* **TASK DIRECTIONS**
Nothing but an exact copy is asked for: the lines in the material below from the one with "Target: dense forest" through the one with "x=207 y=250", pictures excluded.

* * *

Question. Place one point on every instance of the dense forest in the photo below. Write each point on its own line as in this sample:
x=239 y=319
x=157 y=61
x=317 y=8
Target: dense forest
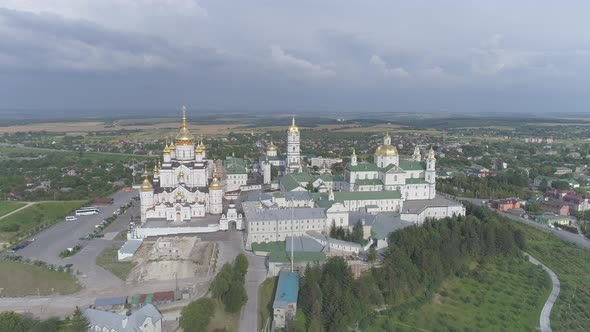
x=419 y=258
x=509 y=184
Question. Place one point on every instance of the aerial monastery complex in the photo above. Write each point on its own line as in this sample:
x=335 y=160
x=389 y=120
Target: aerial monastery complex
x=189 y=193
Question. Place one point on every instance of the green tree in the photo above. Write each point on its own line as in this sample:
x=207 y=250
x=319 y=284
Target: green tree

* * *

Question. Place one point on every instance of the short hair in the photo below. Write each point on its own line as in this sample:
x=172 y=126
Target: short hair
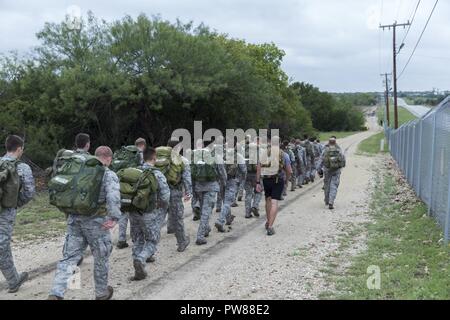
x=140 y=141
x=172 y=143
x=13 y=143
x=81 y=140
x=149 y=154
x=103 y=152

* * *

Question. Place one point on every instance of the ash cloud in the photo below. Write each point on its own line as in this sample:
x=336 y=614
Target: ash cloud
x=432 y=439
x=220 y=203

* * *

* **RESULT OF THE TASK**
Target: dense forest
x=419 y=258
x=509 y=184
Question. Place one point on every instance of the aerial monastery complex in the photo above. Write each point on its own line as in this sample:
x=335 y=160
x=389 y=120
Target: aerial monastery complex
x=189 y=193
Question. Place one point on every instance of the green tree in the photo above. Write each point on its own line as in this sample:
x=207 y=250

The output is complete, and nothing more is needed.